** Start **

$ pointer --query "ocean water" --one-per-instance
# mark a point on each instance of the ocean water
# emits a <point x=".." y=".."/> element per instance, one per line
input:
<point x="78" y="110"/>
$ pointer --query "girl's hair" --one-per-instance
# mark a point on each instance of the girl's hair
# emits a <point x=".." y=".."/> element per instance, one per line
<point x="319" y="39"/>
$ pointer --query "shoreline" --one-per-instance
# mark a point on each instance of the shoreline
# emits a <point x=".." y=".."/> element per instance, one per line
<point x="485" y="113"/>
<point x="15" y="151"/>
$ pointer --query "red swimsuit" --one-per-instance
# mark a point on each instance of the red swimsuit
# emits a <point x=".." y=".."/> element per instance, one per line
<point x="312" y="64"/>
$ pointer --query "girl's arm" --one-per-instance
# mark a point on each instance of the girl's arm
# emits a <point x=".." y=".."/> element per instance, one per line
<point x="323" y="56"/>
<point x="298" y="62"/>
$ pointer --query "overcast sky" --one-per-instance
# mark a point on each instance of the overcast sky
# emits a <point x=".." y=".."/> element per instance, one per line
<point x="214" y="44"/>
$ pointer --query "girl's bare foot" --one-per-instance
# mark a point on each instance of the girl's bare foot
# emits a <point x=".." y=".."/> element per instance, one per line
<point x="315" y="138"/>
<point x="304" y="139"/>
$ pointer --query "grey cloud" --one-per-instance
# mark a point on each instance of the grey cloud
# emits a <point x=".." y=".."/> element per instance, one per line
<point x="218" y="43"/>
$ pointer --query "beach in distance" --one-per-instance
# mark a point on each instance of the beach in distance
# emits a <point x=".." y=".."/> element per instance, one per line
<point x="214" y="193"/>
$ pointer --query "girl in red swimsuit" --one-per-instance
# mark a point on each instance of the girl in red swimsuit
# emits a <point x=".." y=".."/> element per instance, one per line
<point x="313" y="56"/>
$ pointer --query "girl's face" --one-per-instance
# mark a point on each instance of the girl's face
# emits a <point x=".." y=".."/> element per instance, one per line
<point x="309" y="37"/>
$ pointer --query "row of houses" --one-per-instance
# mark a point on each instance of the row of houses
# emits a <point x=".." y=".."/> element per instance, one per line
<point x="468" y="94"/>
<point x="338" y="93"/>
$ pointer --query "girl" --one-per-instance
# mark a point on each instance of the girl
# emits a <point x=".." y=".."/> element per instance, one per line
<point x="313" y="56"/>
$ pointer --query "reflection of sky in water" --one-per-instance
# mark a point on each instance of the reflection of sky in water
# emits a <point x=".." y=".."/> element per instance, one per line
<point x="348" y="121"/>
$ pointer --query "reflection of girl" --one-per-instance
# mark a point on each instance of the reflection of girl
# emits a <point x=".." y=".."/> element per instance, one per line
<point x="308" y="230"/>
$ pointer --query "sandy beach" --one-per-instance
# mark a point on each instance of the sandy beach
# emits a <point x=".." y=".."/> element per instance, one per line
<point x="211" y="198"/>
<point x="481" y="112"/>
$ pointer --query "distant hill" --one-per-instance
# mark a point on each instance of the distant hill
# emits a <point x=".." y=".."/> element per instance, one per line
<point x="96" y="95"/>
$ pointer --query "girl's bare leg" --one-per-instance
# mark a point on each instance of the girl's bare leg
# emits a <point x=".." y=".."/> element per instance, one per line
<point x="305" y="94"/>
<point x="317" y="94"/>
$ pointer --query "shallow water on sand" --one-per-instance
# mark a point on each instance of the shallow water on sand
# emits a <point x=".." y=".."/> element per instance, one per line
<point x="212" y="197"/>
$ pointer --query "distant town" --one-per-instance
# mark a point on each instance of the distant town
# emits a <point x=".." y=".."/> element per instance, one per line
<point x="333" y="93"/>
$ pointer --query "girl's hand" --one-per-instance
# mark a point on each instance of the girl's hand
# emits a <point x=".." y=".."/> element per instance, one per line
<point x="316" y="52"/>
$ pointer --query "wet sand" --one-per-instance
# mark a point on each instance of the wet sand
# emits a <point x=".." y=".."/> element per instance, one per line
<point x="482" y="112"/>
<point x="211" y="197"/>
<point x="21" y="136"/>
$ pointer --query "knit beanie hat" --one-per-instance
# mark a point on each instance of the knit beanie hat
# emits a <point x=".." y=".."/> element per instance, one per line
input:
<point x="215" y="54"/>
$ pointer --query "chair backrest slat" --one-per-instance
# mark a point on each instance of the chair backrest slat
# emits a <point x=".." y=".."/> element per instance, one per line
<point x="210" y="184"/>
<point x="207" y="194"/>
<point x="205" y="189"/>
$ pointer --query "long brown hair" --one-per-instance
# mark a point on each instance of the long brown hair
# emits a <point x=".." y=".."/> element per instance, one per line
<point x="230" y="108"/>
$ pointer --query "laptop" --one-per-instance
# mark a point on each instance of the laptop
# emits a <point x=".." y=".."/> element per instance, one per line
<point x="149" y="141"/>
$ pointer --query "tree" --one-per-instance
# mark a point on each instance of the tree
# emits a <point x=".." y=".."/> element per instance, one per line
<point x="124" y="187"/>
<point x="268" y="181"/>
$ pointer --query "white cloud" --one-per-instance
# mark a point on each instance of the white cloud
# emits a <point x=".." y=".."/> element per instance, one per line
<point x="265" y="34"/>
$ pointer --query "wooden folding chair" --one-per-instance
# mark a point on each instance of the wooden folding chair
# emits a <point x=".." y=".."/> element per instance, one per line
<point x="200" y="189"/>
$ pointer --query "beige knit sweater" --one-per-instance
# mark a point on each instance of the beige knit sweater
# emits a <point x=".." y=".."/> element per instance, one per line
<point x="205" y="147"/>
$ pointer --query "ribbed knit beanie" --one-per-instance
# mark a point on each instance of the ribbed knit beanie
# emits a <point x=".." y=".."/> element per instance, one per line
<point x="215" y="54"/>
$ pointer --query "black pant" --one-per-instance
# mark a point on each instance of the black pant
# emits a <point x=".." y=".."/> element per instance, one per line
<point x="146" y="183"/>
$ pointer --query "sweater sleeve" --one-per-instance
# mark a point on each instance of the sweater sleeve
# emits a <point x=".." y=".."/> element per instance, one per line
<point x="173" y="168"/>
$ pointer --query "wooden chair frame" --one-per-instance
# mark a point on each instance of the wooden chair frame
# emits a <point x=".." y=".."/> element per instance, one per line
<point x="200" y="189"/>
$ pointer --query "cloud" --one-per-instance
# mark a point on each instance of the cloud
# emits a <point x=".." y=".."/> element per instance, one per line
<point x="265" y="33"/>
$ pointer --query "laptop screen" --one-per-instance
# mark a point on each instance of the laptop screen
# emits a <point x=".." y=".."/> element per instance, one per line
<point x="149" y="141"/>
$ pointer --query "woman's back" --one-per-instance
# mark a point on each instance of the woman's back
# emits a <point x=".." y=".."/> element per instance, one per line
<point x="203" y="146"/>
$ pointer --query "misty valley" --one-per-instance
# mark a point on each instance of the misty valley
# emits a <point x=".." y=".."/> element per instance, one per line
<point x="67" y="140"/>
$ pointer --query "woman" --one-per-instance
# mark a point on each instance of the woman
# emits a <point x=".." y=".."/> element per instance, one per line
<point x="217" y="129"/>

** End **

* [WHAT YOU ARE ASKED TO DO] Repeat each entry word for word.

* [WRITTEN ANSWER]
$ pointer --query "ocean water" --one-per-instance
# mark a point on each instance of the ocean water
# emits a <point x=".." y=".."/> element per instance, one per line
input:
<point x="78" y="110"/>
$ pointer --query "girl's hair" --one-per-instance
# mark a point on each instance of the girl's hair
# emits a <point x=".." y=".."/> element per instance, one per line
<point x="319" y="39"/>
$ pointer --query "shoreline" --one-per-instance
# mark a point on each instance of the shoreline
# emits a <point x=".." y=".."/> element per instance, one per line
<point x="485" y="113"/>
<point x="15" y="151"/>
$ pointer --query "red swimsuit" --one-per-instance
# mark a point on each instance of the red swimsuit
# emits a <point x=".." y=".."/> element per instance, one per line
<point x="312" y="64"/>
$ pointer --query "girl's arm" --one-per-instance
# mark a point on each instance of the girl's arm
# emits a <point x=".." y=".."/> element per instance, one per line
<point x="323" y="56"/>
<point x="298" y="62"/>
$ pointer --query "overcast sky" --one-per-instance
# mark a point on each instance of the overcast sky
# emits a <point x=".." y=".."/> element per instance, one per line
<point x="214" y="44"/>
$ pointer --query "girl's bare foot" --one-per-instance
# mark a point on each instance of the girl's bare foot
# emits a <point x=".." y=".."/> element per instance, one per line
<point x="315" y="138"/>
<point x="304" y="139"/>
$ pointer --query "grey cloud" --one-per-instance
# mark a point on each instance of the grey cloud
# emits a <point x=".." y=".."/> element per instance, one per line
<point x="218" y="43"/>
$ pointer --query "beach in distance" --one-per-instance
# mark a point on each instance of the beach in distance
# emits a <point x=".." y=".."/> element per instance, one per line
<point x="214" y="193"/>
$ pointer --query "girl in red swimsuit" --one-per-instance
# mark a point on each instance of the girl in red swimsuit
# emits a <point x=".." y=".."/> element per instance, one per line
<point x="313" y="56"/>
$ pointer --query "girl's face" --one-per-instance
# mark a point on each instance of the girl's face
# emits a <point x=".." y=".."/> element per instance, one per line
<point x="309" y="37"/>
$ pointer --query "row of houses" --one-per-instance
# mark a point on each instance of the row of houses
# emits a <point x=".." y=".."/> element per instance, one per line
<point x="468" y="94"/>
<point x="338" y="93"/>
$ pointer --query "girl" --one-per-instance
# mark a point on each instance of the girl
# emits a <point x=".." y=".."/> element per instance, one per line
<point x="313" y="56"/>
$ pointer --query "reflection of sky in water" --one-per-instance
# mark a point on each instance of the reflection of sky in water
# emits a <point x=".." y=".."/> element per instance, one per line
<point x="348" y="121"/>
$ pointer --query "reflection of girl" --one-per-instance
# mark a point on each instance of the reflection of girl
# emits a <point x=".." y=".."/> element per instance, one per line
<point x="308" y="230"/>
$ pointer --query "sandy beach" --one-per-instance
# mark a point on each instance of the sandy beach
# emits a <point x=".." y=".."/> element per instance, one per line
<point x="211" y="198"/>
<point x="481" y="112"/>
$ pointer --query "distant hill" --one-per-instance
# mark a point on each instance of the distant hill
# emits a <point x=".." y=".."/> element per instance, one per line
<point x="96" y="95"/>
$ pointer --query "girl's bare leg" --one-per-instance
# mark a point on each instance of the girl's bare leg
# emits a <point x=".." y=".."/> element per instance, one per line
<point x="305" y="94"/>
<point x="317" y="94"/>
$ pointer --query "shallow water on sand" --one-per-instance
# mark a point on each instance of the shallow water on sand
# emits a <point x=".." y=".."/> element per instance, one per line
<point x="212" y="197"/>
$ pointer --query "distant town" --one-per-instance
# mark a point on each instance of the distant town
# emits a <point x=".." y=".."/> element per instance, one per line
<point x="333" y="93"/>
$ pointer --query "girl's hand" --one-per-instance
# mark a point on each instance of the girl's hand
# emits a <point x=".." y=".."/> element per instance, one per line
<point x="316" y="52"/>
$ pointer --query "wet sand" --one-per-instance
# mark a point on each instance of the wet sand
# emits a <point x=".." y=".."/> element per instance, one per line
<point x="482" y="112"/>
<point x="211" y="197"/>
<point x="21" y="136"/>
$ pointer --query "knit beanie hat" --one-per-instance
# mark a point on each instance of the knit beanie hat
# emits a <point x=".." y=".."/> element per instance, one per line
input:
<point x="215" y="54"/>
$ pointer --query "chair backrest slat" --one-per-instance
# mark a point on each instance of the chair backrest slat
# emits a <point x=".." y=".."/> element per instance, one per line
<point x="210" y="184"/>
<point x="207" y="194"/>
<point x="205" y="189"/>
$ pointer --query "long brown hair" --one-per-instance
# mark a point on each instance of the long brown hair
# emits a <point x=".." y=".."/> element per instance, one per line
<point x="230" y="108"/>
$ pointer --query "laptop" --one-per-instance
# mark a point on each instance of the laptop
# emits a <point x=".." y=".."/> element per instance, one per line
<point x="149" y="141"/>
$ pointer --query "tree" --one-per-instance
# mark a point on each instance of the tree
# emits a <point x=".." y=".."/> element per instance, one per line
<point x="124" y="187"/>
<point x="268" y="181"/>
$ pointer --query "white cloud" --one-per-instance
# mark a point on each instance of the white cloud
# emits a <point x=".." y=".."/> element per instance, one per line
<point x="265" y="34"/>
$ pointer --query "wooden folding chair" --one-per-instance
# mark a point on each instance of the wooden folding chair
# emits a <point x=".." y=".."/> element per instance, one per line
<point x="200" y="189"/>
$ pointer --query "beige knit sweater" --one-per-instance
# mark a point on each instance of the beige knit sweater
# emits a <point x=".." y=".."/> element per instance, one per line
<point x="205" y="147"/>
$ pointer --query "ribbed knit beanie" --one-per-instance
# mark a point on each instance of the ribbed knit beanie
# emits a <point x=".." y=".."/> element per instance, one per line
<point x="215" y="54"/>
$ pointer --query "black pant" --one-per-instance
# mark a point on each instance of the black pant
# emits a <point x=".." y=".."/> element per instance, one per line
<point x="146" y="183"/>
$ pointer --query "sweater sleeve" --one-per-instance
# mark a point on each instance of the sweater sleeve
# emits a <point x=".." y=".."/> element per instance, one per line
<point x="173" y="168"/>
$ pointer --query "wooden chair frame" --one-per-instance
# mark a point on each instance of the wooden chair frame
# emits a <point x=".." y=".."/> element per instance, one per line
<point x="200" y="189"/>
$ pointer --query "cloud" --one-per-instance
# mark a point on each instance of the cloud
# emits a <point x=".." y=".."/> element per instance, one per line
<point x="265" y="33"/>
$ pointer --query "laptop screen" --one-per-instance
# mark a point on each instance of the laptop screen
# emits a <point x=".." y=".."/> element per instance, one per line
<point x="149" y="141"/>
$ pointer --query "woman's back" --one-per-instance
# mark a point on each instance of the woman's back
# emits a <point x=".." y=".."/> element per instance, one per line
<point x="203" y="146"/>
$ pointer --query "misty valley" --one-per-instance
# mark a point on each instance of the misty valley
# emits a <point x=".." y=".."/> element per instance, one per line
<point x="67" y="140"/>
$ pointer --query "woman" --one-per-instance
# mark a point on each instance of the woman
# emits a <point x=".." y=".."/> element per instance, one per line
<point x="217" y="129"/>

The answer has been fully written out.